Resumanos con las propias palabras de Alfonso Reyes: “Son las nueve dadas —apunta en ‘Una noche de mayo’. Yo entreabro los ojos y lanzo un chillido inolvidable. La vida me ha sido desigual. Pero cierta irreductible felicidad interior y cierto coraje para continuar la jornada que me han acompañado siempre, me hacen sospechar que mis paisanos —reunidos en la plaza como en plebiscito, para darme la bienvenida— supieron juntar un instante su voluntad y hacerme el presente de un buen deseo... Adentro, ordenando pañales, la vida andaba de puntillas.

”Yo salí de mi tierra, hará tantos años, para ir a servir a Dios. Desde que salí de mi tierra me gustan los recuerdos. En la última inundación, el río se llevó la mitad de nuestra huerta... Después se deshizo la casa y se dispersó la familia. Después vino la Revolución. Después, nos lo mataron... Después, pasé el mar... Y acá, se desató la guerra de los cuatro años [1914-1918]... Y hoy, entre el fragor de la vida, yendo y viniendo —a rastras con la mujer, el hijo, los libros— ¿qué es esto que me punza y brota, y unas veces sale en alegrías sin causa y otras en cóleras tan justas? Yo me sé muy bien lo que es: que ya me apuntan, que van a nacerme en el corazón las primeras espinas...”

La presente antología, reúne textos de diferentes épocas. Nos ha parecido interesante el darles un orden cronológico en cuanto a su creación. Con ello, pretendemos seguir, en cierta forma, la evolución de su prosa narrativa, sus recuerdos, sus inquietudes y ese necesario equilibrio entre arte y vida, señalado ya por el crítico de su primer libro Cuestiones estéticas.

> _TAREAS REQUERIDAS_:
- a) Edite el texto sobre Alfonso Reyes desde "Resumanos con las" hasta "andaba de puntillas.", sustituyendo "chillido" por "grito".
- b) Según el texto sobre Alfonso Reyes, ¿qué orden se dio a los textos reunidos en la antología?
Los registros no son necesarios para esta labor.

> _REGISTROS DE DATOS_:

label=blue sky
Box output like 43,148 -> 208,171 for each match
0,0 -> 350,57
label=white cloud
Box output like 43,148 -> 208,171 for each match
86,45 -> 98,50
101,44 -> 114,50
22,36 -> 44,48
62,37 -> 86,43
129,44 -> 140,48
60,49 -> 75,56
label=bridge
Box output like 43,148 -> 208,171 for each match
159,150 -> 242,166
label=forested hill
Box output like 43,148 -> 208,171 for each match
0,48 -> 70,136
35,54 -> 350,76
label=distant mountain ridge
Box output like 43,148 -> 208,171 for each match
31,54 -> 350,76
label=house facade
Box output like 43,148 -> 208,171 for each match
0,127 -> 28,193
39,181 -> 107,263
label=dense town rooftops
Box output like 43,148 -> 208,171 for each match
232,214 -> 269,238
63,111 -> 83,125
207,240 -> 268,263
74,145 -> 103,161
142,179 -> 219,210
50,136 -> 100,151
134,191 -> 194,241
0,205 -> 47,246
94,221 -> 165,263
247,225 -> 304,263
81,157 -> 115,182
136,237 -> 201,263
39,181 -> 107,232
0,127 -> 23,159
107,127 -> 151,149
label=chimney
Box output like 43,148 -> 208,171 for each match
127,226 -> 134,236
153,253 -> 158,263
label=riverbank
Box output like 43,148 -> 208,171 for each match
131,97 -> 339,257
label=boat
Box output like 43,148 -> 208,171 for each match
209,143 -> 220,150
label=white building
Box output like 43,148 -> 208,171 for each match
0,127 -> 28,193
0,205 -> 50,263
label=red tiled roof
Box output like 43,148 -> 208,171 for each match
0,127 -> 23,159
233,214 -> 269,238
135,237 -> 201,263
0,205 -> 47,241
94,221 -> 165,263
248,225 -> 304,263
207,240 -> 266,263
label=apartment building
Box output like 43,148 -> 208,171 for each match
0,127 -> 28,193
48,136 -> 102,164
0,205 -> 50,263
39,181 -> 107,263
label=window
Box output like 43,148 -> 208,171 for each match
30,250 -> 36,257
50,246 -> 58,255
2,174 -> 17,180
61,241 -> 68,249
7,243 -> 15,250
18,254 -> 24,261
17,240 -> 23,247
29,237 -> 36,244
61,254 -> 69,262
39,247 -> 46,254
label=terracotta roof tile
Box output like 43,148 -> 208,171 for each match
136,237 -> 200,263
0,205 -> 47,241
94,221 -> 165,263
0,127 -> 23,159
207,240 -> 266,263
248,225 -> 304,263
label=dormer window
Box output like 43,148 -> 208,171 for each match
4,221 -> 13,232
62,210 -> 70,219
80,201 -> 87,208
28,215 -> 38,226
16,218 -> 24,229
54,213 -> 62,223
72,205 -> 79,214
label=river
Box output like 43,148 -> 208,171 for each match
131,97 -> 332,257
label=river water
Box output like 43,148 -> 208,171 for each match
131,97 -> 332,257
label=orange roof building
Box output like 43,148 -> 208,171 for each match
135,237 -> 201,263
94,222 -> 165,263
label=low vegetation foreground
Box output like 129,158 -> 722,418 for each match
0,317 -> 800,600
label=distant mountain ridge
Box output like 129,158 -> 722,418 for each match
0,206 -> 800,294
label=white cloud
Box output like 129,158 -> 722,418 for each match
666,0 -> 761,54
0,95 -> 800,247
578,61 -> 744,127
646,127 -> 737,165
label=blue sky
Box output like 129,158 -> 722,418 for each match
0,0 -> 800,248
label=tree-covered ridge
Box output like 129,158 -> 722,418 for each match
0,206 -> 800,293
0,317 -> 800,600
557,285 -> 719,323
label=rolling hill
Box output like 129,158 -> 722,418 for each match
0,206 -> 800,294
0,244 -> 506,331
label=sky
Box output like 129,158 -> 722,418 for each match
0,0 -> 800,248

---

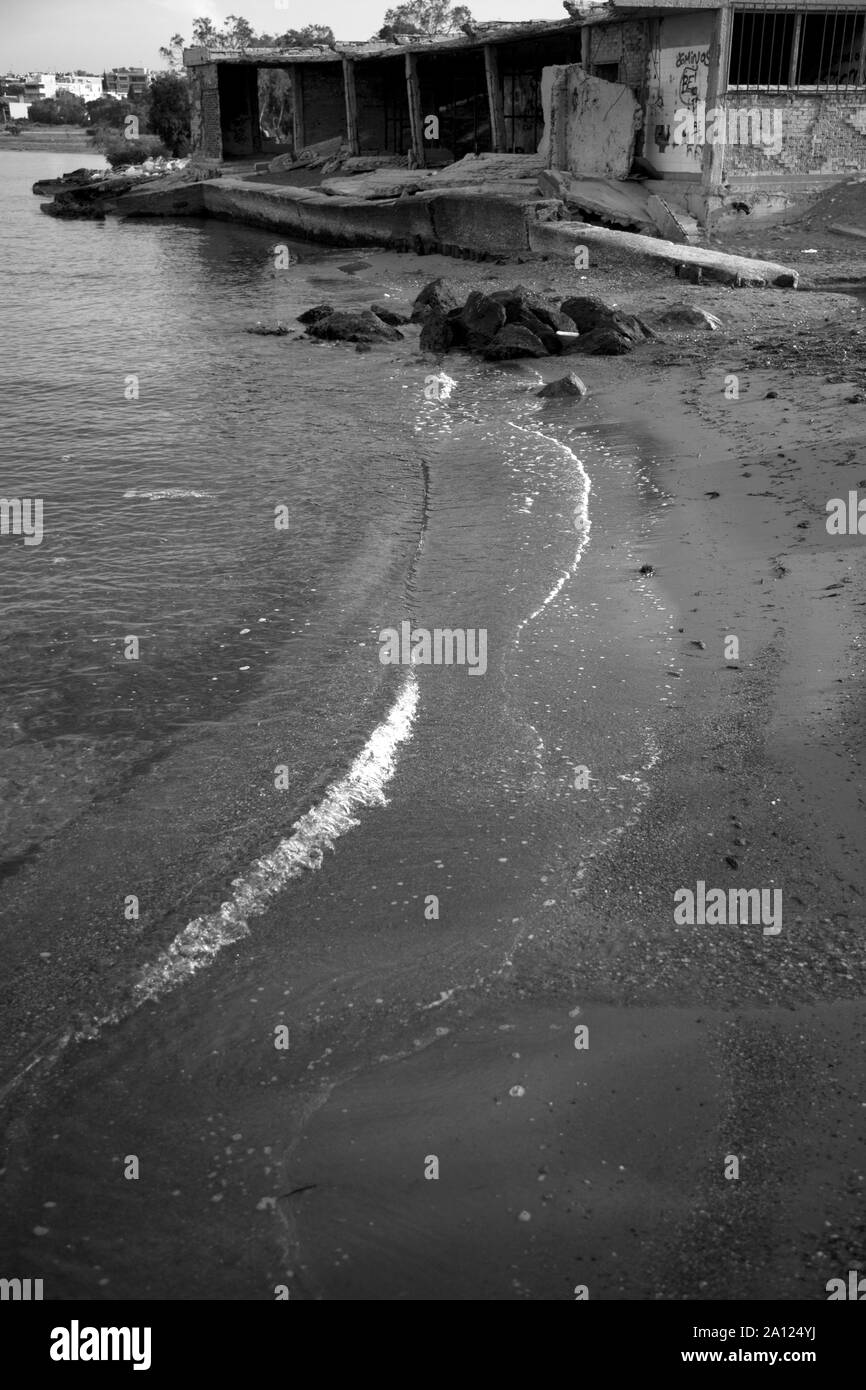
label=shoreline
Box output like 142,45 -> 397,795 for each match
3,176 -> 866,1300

--

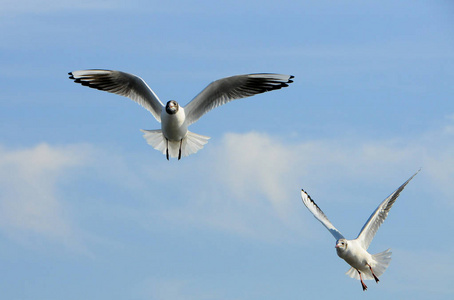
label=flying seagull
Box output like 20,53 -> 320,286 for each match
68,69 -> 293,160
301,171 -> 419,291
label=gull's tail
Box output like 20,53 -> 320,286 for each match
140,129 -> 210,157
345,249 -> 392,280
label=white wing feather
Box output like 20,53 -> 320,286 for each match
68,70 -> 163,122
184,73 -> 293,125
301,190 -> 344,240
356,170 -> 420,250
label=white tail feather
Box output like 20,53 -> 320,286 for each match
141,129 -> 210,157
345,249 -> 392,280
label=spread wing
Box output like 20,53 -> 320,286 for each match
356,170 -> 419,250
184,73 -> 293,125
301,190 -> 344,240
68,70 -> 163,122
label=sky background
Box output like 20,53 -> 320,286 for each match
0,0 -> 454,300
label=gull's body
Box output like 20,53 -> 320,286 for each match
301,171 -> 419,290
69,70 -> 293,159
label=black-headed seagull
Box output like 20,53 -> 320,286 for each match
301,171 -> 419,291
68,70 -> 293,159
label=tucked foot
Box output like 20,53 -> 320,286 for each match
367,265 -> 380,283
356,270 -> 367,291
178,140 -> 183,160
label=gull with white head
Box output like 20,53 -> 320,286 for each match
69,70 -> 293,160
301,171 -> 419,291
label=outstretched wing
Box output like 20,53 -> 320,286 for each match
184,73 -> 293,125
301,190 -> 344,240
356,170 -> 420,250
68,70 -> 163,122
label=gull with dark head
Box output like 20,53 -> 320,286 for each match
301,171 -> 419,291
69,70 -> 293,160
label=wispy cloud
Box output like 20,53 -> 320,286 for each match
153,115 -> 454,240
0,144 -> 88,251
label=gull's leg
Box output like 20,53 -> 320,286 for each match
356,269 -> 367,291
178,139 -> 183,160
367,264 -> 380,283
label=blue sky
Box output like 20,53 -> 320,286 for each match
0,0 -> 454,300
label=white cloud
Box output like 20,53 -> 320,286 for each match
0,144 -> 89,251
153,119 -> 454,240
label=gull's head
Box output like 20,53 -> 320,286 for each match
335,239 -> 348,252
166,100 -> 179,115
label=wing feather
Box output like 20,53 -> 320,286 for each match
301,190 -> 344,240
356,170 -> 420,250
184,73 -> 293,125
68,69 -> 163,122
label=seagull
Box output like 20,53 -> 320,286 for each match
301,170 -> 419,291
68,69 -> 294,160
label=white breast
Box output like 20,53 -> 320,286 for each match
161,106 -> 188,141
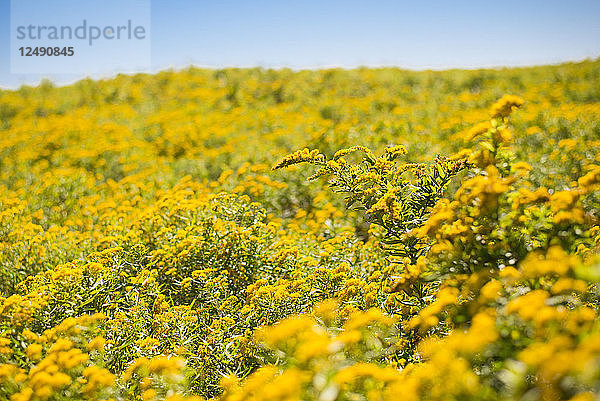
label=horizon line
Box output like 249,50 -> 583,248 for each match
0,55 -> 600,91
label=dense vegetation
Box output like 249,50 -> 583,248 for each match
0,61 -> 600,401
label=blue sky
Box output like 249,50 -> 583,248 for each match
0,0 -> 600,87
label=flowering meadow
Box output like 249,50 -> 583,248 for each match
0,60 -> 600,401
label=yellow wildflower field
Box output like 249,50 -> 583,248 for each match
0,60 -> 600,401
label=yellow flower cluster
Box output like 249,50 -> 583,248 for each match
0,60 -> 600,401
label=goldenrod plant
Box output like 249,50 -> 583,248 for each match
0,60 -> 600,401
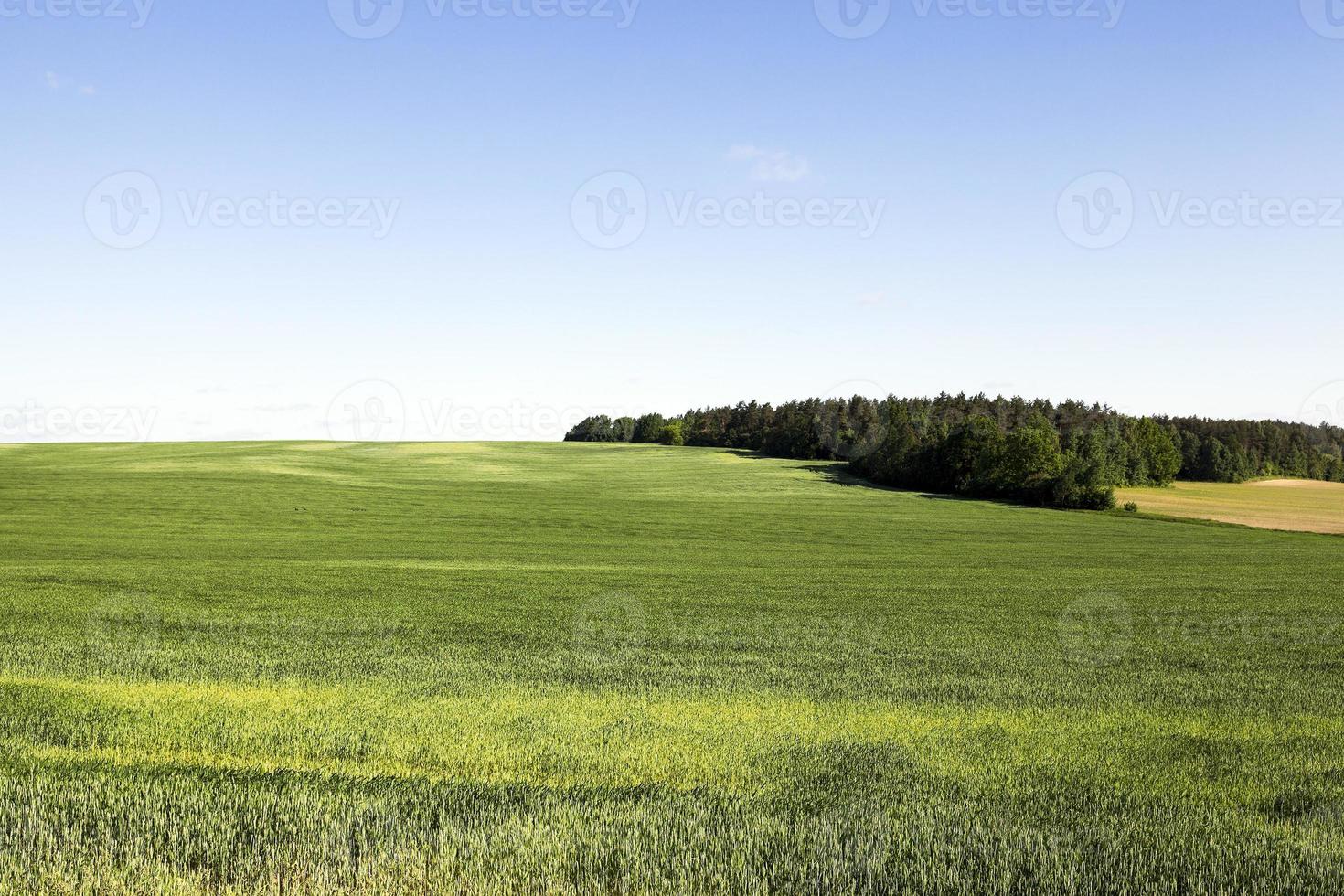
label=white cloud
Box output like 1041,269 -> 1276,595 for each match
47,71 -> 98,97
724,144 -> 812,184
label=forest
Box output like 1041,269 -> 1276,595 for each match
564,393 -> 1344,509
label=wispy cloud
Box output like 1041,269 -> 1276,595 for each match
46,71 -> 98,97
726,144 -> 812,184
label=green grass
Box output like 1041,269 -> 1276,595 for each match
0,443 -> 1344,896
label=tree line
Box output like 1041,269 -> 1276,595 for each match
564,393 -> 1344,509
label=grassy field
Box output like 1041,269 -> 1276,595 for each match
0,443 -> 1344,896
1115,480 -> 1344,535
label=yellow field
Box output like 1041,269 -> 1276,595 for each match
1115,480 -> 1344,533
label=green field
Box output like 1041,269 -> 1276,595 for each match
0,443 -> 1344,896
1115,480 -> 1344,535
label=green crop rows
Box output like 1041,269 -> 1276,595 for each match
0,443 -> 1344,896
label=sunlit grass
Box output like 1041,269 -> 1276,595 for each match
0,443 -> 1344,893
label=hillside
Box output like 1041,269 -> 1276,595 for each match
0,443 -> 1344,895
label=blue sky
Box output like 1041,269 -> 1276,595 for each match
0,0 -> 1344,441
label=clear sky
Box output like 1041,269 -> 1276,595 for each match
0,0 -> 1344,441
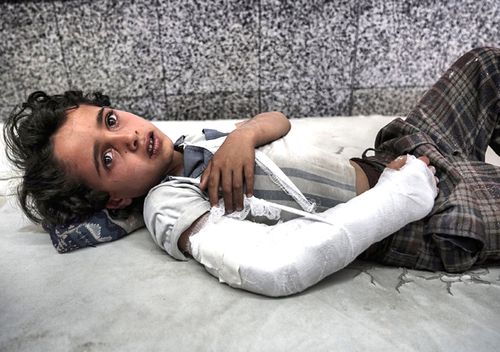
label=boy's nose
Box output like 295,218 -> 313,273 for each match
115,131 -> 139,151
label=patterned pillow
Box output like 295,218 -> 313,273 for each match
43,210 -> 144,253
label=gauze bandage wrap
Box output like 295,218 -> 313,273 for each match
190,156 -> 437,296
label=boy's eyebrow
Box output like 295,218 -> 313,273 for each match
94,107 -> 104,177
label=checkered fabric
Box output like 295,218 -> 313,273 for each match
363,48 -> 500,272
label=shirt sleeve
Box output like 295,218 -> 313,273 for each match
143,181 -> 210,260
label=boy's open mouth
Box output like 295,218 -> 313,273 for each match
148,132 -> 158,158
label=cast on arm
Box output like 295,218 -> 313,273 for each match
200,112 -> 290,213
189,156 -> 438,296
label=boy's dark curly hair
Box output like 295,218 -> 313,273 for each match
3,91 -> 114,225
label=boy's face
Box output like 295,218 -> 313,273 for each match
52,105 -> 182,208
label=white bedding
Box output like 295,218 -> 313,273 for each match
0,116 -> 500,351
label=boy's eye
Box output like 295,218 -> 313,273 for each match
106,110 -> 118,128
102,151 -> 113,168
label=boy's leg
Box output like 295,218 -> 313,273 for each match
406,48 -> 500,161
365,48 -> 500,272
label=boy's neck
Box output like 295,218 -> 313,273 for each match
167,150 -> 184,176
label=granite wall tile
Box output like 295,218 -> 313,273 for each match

> _SOLUCIONES EN ORDEN_:
- a)
Resumanos con las propias palabras de Alfonso Reyes: “Son las nueve dadas —apunta en ‘Una noche de mayo’. Yo entreabro los ojos y lanzo un grito inolvidable. La vida me ha sido desigual. Pero cierta irreductible felicidad interior y cierto coraje para continuar la jornada que me han acompañado siempre, me hacen sospechar que mis paisanos —reunidos en la plaza como en plebiscito, para darme la bienvenida— supieron juntar un instante su voluntad y hacerme el presente de un buen deseo... Adentro, ordenando pañales, la vida andaba de puntillas.

- b) Un orden cronológico en cuanto a su creación.